▶ _Data for analysis_:
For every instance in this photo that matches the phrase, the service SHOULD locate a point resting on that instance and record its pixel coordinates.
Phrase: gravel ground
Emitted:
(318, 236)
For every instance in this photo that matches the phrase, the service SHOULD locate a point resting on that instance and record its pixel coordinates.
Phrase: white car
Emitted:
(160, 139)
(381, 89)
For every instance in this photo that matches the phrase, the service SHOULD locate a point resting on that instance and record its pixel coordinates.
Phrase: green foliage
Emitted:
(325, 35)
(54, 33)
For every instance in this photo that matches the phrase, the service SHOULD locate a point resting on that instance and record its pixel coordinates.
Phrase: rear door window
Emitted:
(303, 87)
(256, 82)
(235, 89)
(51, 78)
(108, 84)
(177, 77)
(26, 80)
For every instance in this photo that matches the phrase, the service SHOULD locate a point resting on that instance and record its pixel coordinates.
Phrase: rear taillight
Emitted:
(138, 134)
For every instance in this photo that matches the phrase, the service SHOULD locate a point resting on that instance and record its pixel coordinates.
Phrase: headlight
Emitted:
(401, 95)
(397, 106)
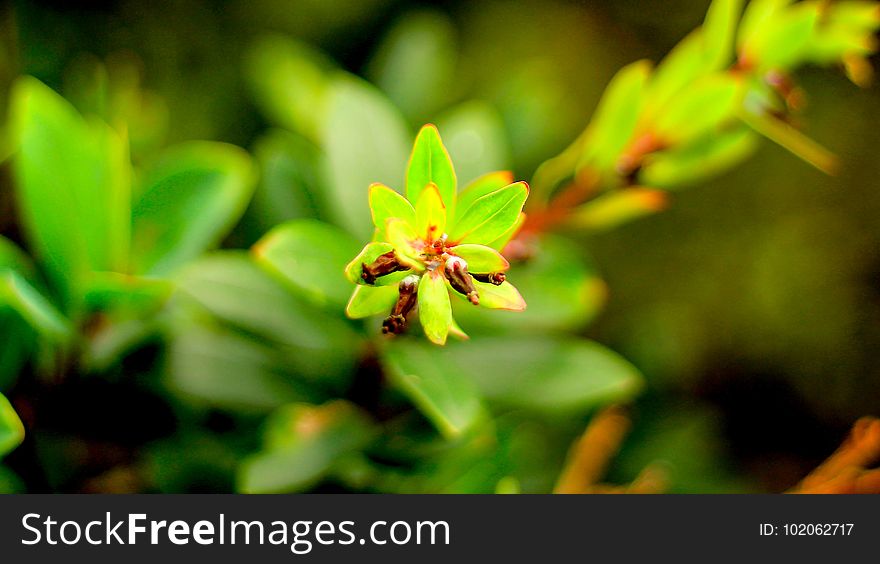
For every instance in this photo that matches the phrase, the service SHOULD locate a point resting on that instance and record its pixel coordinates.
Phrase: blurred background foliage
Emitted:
(748, 310)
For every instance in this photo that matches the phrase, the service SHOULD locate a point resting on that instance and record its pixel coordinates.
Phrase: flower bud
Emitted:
(382, 266)
(494, 278)
(406, 300)
(460, 280)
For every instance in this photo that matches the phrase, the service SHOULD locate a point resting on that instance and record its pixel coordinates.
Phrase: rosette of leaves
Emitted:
(436, 243)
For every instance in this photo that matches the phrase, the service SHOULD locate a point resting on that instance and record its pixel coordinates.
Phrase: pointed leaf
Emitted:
(481, 186)
(616, 116)
(429, 162)
(491, 216)
(430, 214)
(80, 168)
(505, 296)
(312, 258)
(706, 104)
(367, 301)
(447, 398)
(435, 311)
(385, 203)
(191, 198)
(368, 255)
(481, 259)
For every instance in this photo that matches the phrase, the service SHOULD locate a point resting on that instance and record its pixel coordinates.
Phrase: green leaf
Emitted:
(544, 374)
(708, 103)
(66, 163)
(403, 237)
(430, 163)
(490, 216)
(367, 301)
(796, 142)
(678, 70)
(365, 140)
(219, 368)
(290, 185)
(314, 345)
(111, 292)
(419, 44)
(290, 83)
(192, 197)
(505, 296)
(563, 292)
(430, 214)
(435, 311)
(481, 259)
(311, 257)
(783, 42)
(445, 396)
(476, 137)
(480, 187)
(11, 428)
(368, 255)
(719, 31)
(385, 203)
(303, 443)
(698, 160)
(35, 309)
(616, 116)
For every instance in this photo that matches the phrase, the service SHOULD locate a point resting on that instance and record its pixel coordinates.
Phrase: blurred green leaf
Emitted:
(289, 81)
(11, 429)
(481, 259)
(219, 368)
(420, 44)
(479, 187)
(561, 289)
(366, 141)
(435, 311)
(302, 445)
(368, 255)
(614, 121)
(429, 163)
(191, 198)
(796, 142)
(490, 216)
(125, 294)
(719, 31)
(66, 163)
(431, 213)
(555, 376)
(367, 301)
(698, 160)
(290, 186)
(34, 308)
(314, 345)
(702, 107)
(476, 138)
(443, 394)
(311, 257)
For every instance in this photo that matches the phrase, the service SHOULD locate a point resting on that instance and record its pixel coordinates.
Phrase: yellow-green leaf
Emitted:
(430, 162)
(435, 311)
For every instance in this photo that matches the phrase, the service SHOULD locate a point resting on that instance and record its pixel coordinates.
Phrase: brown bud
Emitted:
(406, 300)
(382, 266)
(460, 280)
(494, 278)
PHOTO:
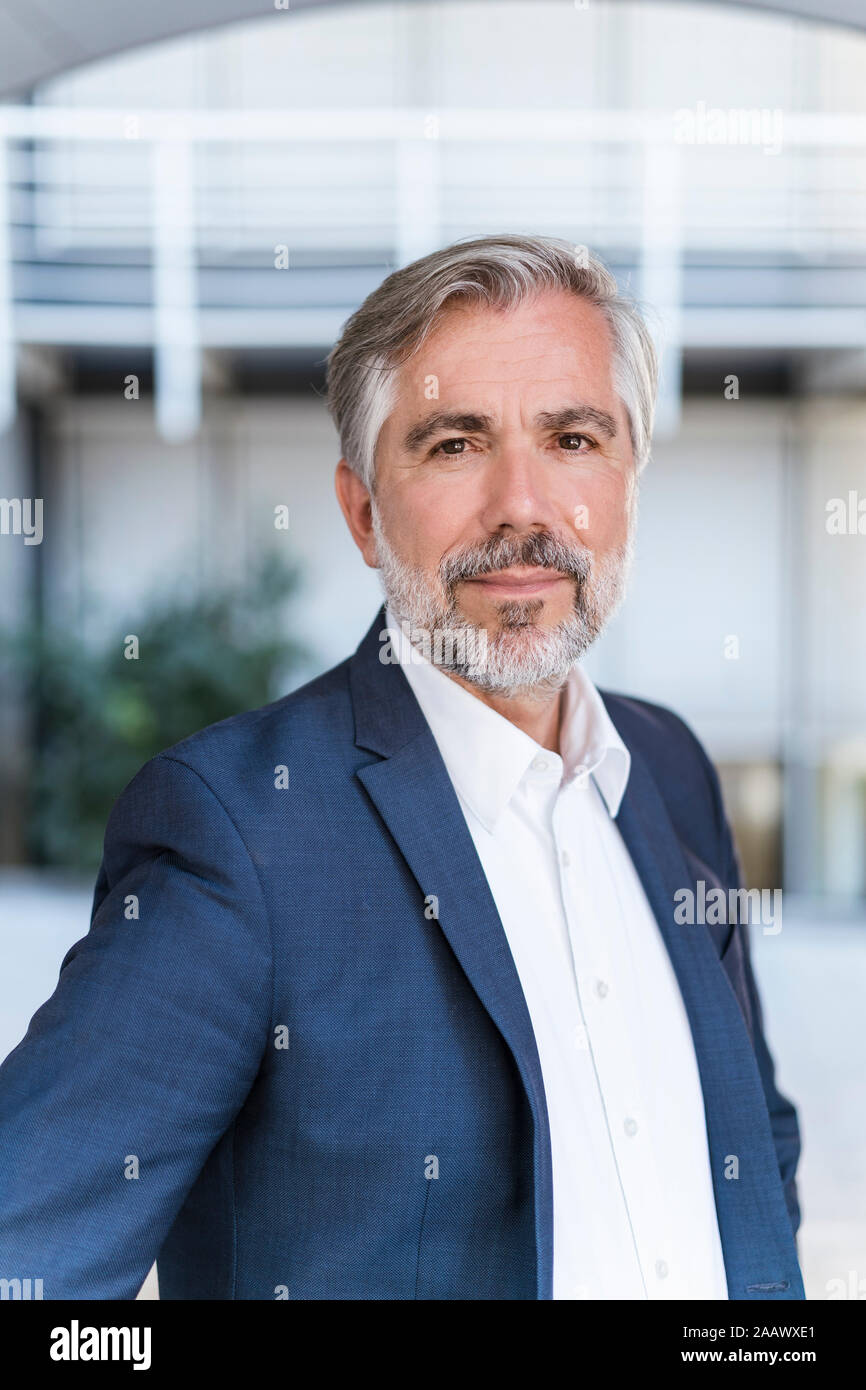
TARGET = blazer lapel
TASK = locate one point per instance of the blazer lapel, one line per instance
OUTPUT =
(754, 1222)
(414, 797)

▶ _Problem_:
Extract every line containing the string "lapel" from the data above.

▶ _Result of the task_:
TARGET = blazer lapel
TASK = locate one point per instance of the blazer lapel, one line per instance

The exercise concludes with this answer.